▼
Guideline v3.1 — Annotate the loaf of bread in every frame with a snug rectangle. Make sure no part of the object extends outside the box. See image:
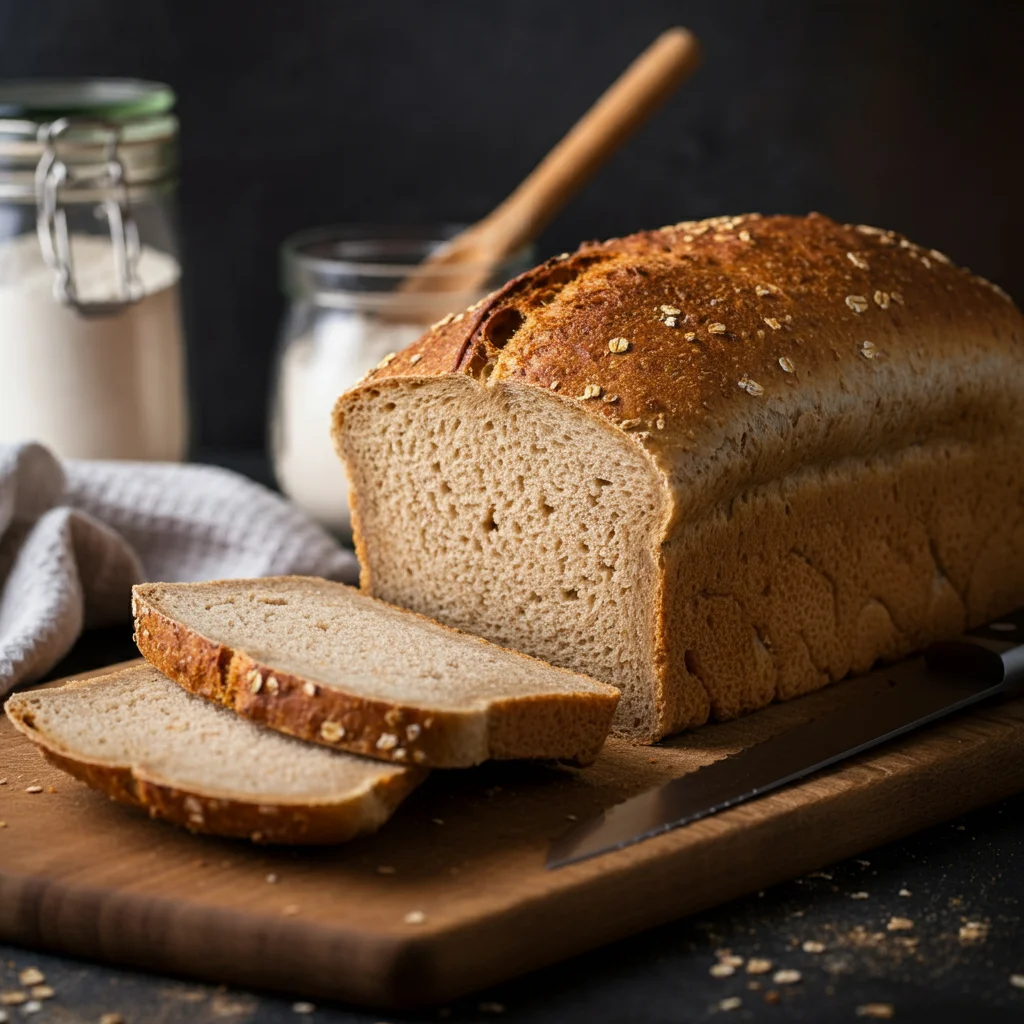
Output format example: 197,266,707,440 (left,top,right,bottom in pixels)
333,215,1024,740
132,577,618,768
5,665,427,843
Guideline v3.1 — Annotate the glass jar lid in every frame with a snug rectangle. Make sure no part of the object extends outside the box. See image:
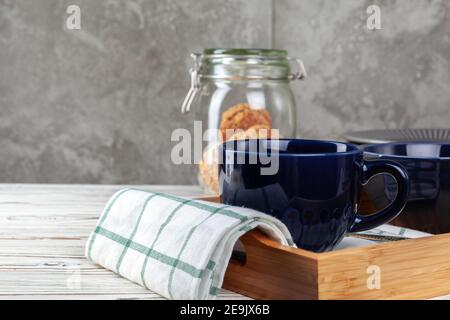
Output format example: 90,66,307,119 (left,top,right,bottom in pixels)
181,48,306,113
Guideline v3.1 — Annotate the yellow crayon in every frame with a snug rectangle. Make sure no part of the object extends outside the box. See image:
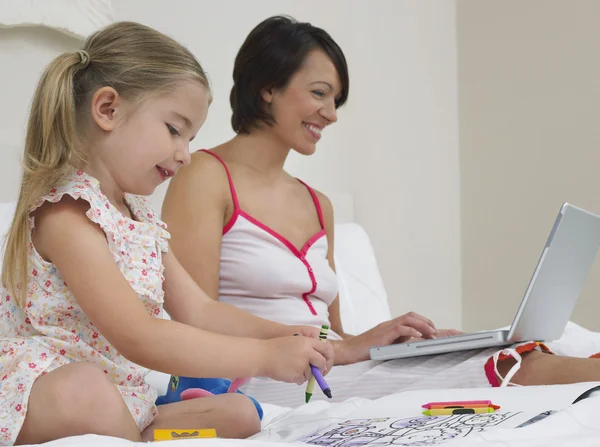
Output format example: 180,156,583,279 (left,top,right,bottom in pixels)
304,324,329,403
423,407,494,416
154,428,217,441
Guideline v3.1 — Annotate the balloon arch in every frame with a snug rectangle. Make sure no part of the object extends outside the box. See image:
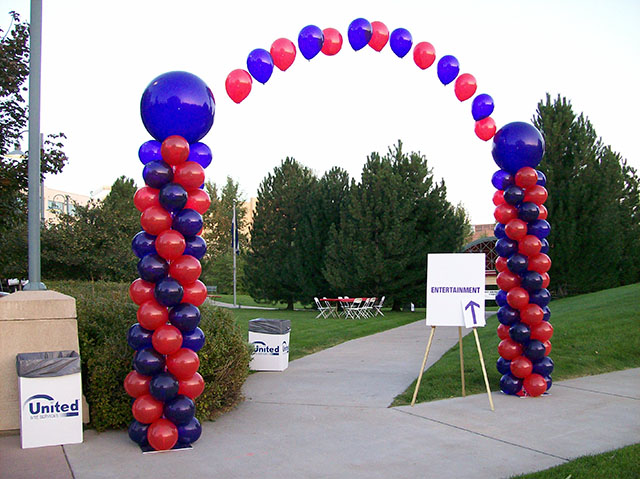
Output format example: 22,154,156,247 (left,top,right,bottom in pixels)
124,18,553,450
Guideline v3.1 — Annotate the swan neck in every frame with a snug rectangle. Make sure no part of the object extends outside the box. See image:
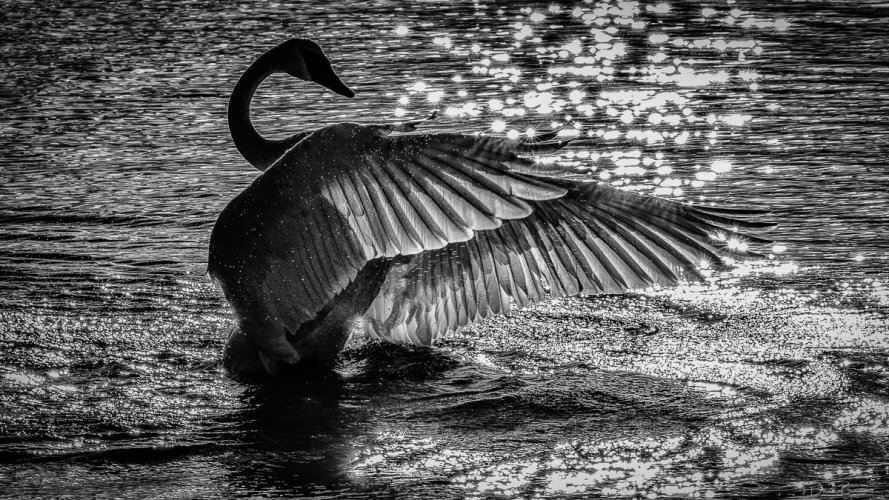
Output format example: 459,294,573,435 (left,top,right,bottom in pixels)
▲
Arrange every line of the entries above as a JSON list of strings, one string per line, with blank lines omitted. Leave the pictures out of the list.

[
  "Guideline v3.1 — Annotate the loaf of bread in every frame with a snug rectangle. Make sure no part of the object extends outside the box. See image:",
  "Output format example: 197,266,707,440 (left,top,right,bottom in pixels)",
  "333,215,1024,740",
  "132,577,618,768",
  "5,665,427,843",
  "Guideline v3.1 — Annotate the glass jar lid in every frame with a snug rectangle. Make sure no part of the object extends outside the box. See image:",
  "Output format example: 90,66,307,119 (left,top,right,bottom in pixels)",
  "181,48,306,113",
  "Guideline v3.1 — Annotate the yellow crayon in every frame with a snug rectangle. Make sure no part of the object extends outside the box. See image:",
  "Output format example: 180,156,583,279 (left,top,right,bottom in pixels)",
  "304,324,329,403",
  "423,407,494,416",
  "154,428,217,441",
  "Guideline v3.1 — Annotate the balloon arch in every frame with a snug rectangle. Make sure no part of the object extends outside the box. See image:",
  "Output format example: 22,154,156,247 (left,top,right,bottom in pixels)",
  "124,18,553,450",
  "Guideline v3.1 — Annotate the swan neck in every frame with a snug rectangle. Make sure no part of the object extends outside the box. See image:",
  "Output format example: 459,294,573,435 (left,top,right,bottom in pixels)"
]